==== PAGE TEXT ====
By ralph emerson, self reliance and other essays summary and analysis of experience.

“Experience” was first published in 1844 in Essays: Second Series .

Emerson opens his essay with a poem about the “lords of life,” those forces which affect our experience of life. Within this poem lies the problem Emerson seeks to address. We walk in confusion among these forces, including God (the “inventor of the game”), given the difficulty of gaining perspective on our life beyond our material existence and the everyday details that preoccupy us. Emerson hopes to shed light on how one might do so though, as nature comforts man by saying the lords will “wear another face” tomorrow, and man will rise above them.

Unable to seriously examine the value of our everyday actions and efforts in the long run, “the pith of each man's genius contracts itself to a very few hours.” Hence, Emerson claims, the scarcity of original ideas and tales in the history of literature, and of spontaneous actions and opinions in society except for “custom and gross sense.” In our darker moods, like grief, we hope to find the sharp edges of reality and truth. However, Emerson argues such moods only teach us how shallow they are. Grief could not bring back his son, Waldo, who died in 1842. “An innavigable sea washes with silent waves between us and the things we aim at and converse with.” We are left neither better nor worse, untouched, even if we lost what we once thought of as a part of ourselves.
====
## SET TASK 1
According to the summary of Emerson's "Experience," when and in what collection was the essay first published?
## SET TASK 2
Echo the summary of Emerson's "Experience" word for word, starting with "Unable to seriously" and going on through "part of ourselves.".
==== DATA LISTING ====
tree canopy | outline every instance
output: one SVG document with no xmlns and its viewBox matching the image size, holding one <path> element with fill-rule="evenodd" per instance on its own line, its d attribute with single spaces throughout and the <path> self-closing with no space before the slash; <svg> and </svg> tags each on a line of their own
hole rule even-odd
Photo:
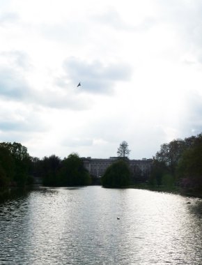
<svg viewBox="0 0 202 265">
<path fill-rule="evenodd" d="M 128 149 L 127 142 L 123 141 L 118 148 L 117 154 L 119 158 L 127 158 L 129 156 L 130 150 Z"/>
<path fill-rule="evenodd" d="M 121 188 L 130 184 L 131 172 L 128 163 L 123 160 L 118 160 L 106 169 L 102 177 L 103 186 Z"/>
</svg>

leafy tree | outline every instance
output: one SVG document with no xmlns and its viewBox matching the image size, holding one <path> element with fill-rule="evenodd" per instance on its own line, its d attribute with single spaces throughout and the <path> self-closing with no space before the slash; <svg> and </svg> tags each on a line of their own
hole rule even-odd
<svg viewBox="0 0 202 265">
<path fill-rule="evenodd" d="M 62 161 L 59 183 L 67 186 L 91 184 L 90 175 L 77 153 L 72 153 Z"/>
<path fill-rule="evenodd" d="M 202 190 L 201 135 L 182 153 L 178 165 L 178 173 L 185 188 Z"/>
<path fill-rule="evenodd" d="M 27 180 L 28 171 L 30 166 L 30 156 L 27 153 L 27 149 L 17 142 L 13 142 L 13 144 L 10 142 L 1 142 L 0 143 L 0 149 L 1 149 L 1 151 L 4 149 L 4 152 L 6 150 L 6 158 L 8 159 L 9 158 L 10 161 L 10 163 L 8 165 L 12 164 L 12 167 L 9 170 L 14 172 L 13 181 L 17 186 L 24 186 Z M 14 162 L 10 157 L 13 158 Z M 2 166 L 3 167 L 6 167 L 6 162 L 3 162 Z M 8 170 L 5 171 L 6 174 L 8 173 Z M 13 180 L 13 176 L 10 176 L 11 180 Z"/>
<path fill-rule="evenodd" d="M 130 184 L 130 176 L 128 163 L 118 160 L 107 167 L 102 177 L 102 183 L 107 187 L 124 187 Z"/>
<path fill-rule="evenodd" d="M 119 158 L 127 158 L 130 154 L 130 150 L 128 149 L 127 142 L 123 141 L 120 144 L 119 147 L 118 148 L 117 154 Z"/>
<path fill-rule="evenodd" d="M 182 139 L 163 144 L 161 145 L 160 151 L 157 153 L 155 159 L 166 164 L 171 174 L 174 176 L 176 165 L 185 148 L 185 142 Z"/>
<path fill-rule="evenodd" d="M 58 172 L 61 166 L 61 159 L 52 155 L 49 157 L 44 157 L 40 165 L 36 162 L 38 170 L 40 171 L 45 186 L 58 186 Z"/>
</svg>

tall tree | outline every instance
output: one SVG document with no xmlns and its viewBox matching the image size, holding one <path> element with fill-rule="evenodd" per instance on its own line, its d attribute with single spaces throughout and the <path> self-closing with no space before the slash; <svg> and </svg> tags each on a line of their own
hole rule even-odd
<svg viewBox="0 0 202 265">
<path fill-rule="evenodd" d="M 130 150 L 128 149 L 127 142 L 123 141 L 120 144 L 119 147 L 118 148 L 117 154 L 119 158 L 127 158 L 130 152 Z"/>
<path fill-rule="evenodd" d="M 102 176 L 102 183 L 106 187 L 124 187 L 130 184 L 130 176 L 131 172 L 127 162 L 121 159 L 107 168 Z"/>
</svg>

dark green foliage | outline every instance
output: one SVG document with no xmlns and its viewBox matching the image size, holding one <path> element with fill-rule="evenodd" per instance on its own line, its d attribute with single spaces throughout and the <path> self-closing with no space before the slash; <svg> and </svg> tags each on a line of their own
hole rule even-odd
<svg viewBox="0 0 202 265">
<path fill-rule="evenodd" d="M 120 144 L 119 147 L 118 148 L 117 154 L 119 158 L 127 158 L 130 154 L 130 150 L 128 149 L 127 142 L 123 141 Z"/>
<path fill-rule="evenodd" d="M 150 179 L 151 183 L 180 185 L 202 190 L 202 135 L 173 140 L 161 146 Z M 162 164 L 161 164 L 162 163 Z"/>
<path fill-rule="evenodd" d="M 59 179 L 60 185 L 65 186 L 91 184 L 90 175 L 77 153 L 71 153 L 62 161 Z"/>
<path fill-rule="evenodd" d="M 26 185 L 30 156 L 25 146 L 16 142 L 0 143 L 0 165 L 7 179 L 2 185 Z"/>
<path fill-rule="evenodd" d="M 121 188 L 130 185 L 131 172 L 128 163 L 119 160 L 111 164 L 102 177 L 103 186 Z"/>
<path fill-rule="evenodd" d="M 36 165 L 40 170 L 40 174 L 45 186 L 59 186 L 58 172 L 61 165 L 61 160 L 55 155 L 45 157 L 40 165 Z"/>
<path fill-rule="evenodd" d="M 178 178 L 185 188 L 202 190 L 202 136 L 199 135 L 187 148 L 177 167 Z"/>
</svg>

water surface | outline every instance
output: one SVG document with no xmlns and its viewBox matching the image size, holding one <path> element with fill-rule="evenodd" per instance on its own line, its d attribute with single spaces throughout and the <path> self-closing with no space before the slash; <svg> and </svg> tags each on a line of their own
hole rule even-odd
<svg viewBox="0 0 202 265">
<path fill-rule="evenodd" d="M 41 188 L 0 204 L 0 264 L 199 265 L 201 221 L 201 199 Z"/>
</svg>

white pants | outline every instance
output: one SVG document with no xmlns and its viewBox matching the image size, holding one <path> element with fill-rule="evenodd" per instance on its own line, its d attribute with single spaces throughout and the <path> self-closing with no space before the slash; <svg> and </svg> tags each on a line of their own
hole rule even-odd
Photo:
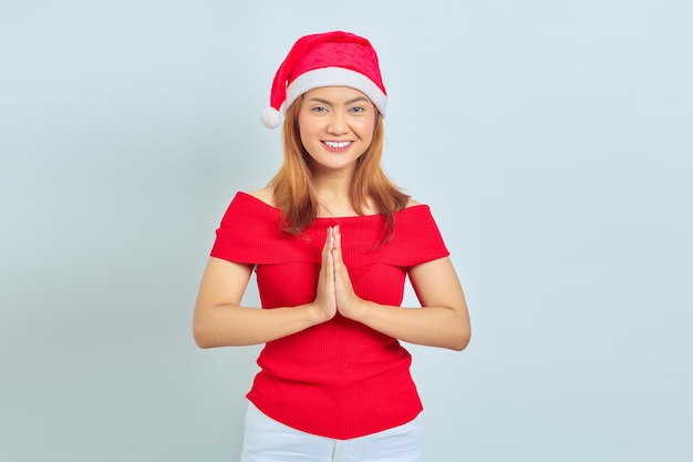
<svg viewBox="0 0 693 462">
<path fill-rule="evenodd" d="M 265 415 L 246 412 L 240 462 L 423 462 L 421 415 L 394 429 L 351 440 L 306 433 Z"/>
</svg>

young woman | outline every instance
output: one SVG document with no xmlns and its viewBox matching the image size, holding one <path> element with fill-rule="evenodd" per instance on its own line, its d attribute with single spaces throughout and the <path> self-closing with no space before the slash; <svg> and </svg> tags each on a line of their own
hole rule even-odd
<svg viewBox="0 0 693 462">
<path fill-rule="evenodd" d="M 462 350 L 469 317 L 426 205 L 381 168 L 386 93 L 371 43 L 299 39 L 263 122 L 285 162 L 239 192 L 195 307 L 201 348 L 265 343 L 242 462 L 423 460 L 422 403 L 400 340 Z M 256 271 L 262 309 L 241 306 Z M 421 308 L 400 307 L 406 277 Z"/>
</svg>

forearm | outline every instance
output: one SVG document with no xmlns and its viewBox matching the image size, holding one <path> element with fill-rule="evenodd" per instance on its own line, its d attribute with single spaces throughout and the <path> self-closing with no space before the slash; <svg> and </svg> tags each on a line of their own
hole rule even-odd
<svg viewBox="0 0 693 462">
<path fill-rule="evenodd" d="M 457 351 L 472 335 L 466 310 L 447 307 L 400 308 L 362 300 L 352 319 L 410 343 Z"/>
<path fill-rule="evenodd" d="M 259 309 L 231 305 L 197 309 L 193 320 L 200 348 L 266 343 L 322 322 L 312 305 Z"/>
</svg>

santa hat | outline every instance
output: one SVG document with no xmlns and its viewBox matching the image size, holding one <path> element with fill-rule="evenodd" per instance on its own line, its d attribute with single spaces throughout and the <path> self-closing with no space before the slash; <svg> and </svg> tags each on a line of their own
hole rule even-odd
<svg viewBox="0 0 693 462">
<path fill-rule="evenodd" d="M 320 86 L 356 89 L 385 115 L 387 93 L 375 50 L 362 37 L 334 31 L 306 35 L 293 44 L 275 75 L 262 123 L 269 129 L 279 126 L 281 113 L 286 114 L 297 97 Z"/>
</svg>

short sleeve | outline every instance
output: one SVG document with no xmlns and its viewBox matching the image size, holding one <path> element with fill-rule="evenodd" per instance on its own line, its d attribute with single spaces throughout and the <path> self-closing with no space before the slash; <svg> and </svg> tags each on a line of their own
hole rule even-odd
<svg viewBox="0 0 693 462">
<path fill-rule="evenodd" d="M 441 230 L 427 205 L 415 205 L 395 215 L 392 239 L 383 248 L 384 259 L 391 264 L 412 267 L 447 257 Z"/>
<path fill-rule="evenodd" d="M 281 229 L 279 209 L 237 193 L 217 228 L 210 256 L 250 265 L 311 260 L 302 247 L 292 245 L 297 238 Z"/>
</svg>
====
## PROBLEM SOLUTION 1
It was first published in 1844 in Essays: Second Series.

## PROBLEM SOLUTION 2
Unable to seriously examine the value of our everyday actions and efforts in the long run, “the pith of each man's genius contracts itself to a very few hours.” Hence, Emerson claims, the scarcity of original ideas and tales in the history of literature, and of spontaneous actions and opinions in society except for “custom and gross sense.” In our darker moods, like grief, we hope to find the sharp edges of reality and truth. However, Emerson argues such moods only teach us how shallow they are. Grief could not bring back his son, Waldo, who died in 1842. “An innavigable sea washes with silent waves between us and the things we aim at and converse with.” We are left neither better nor worse, untouched, even if we lost what we once thought of as a part of ourselves.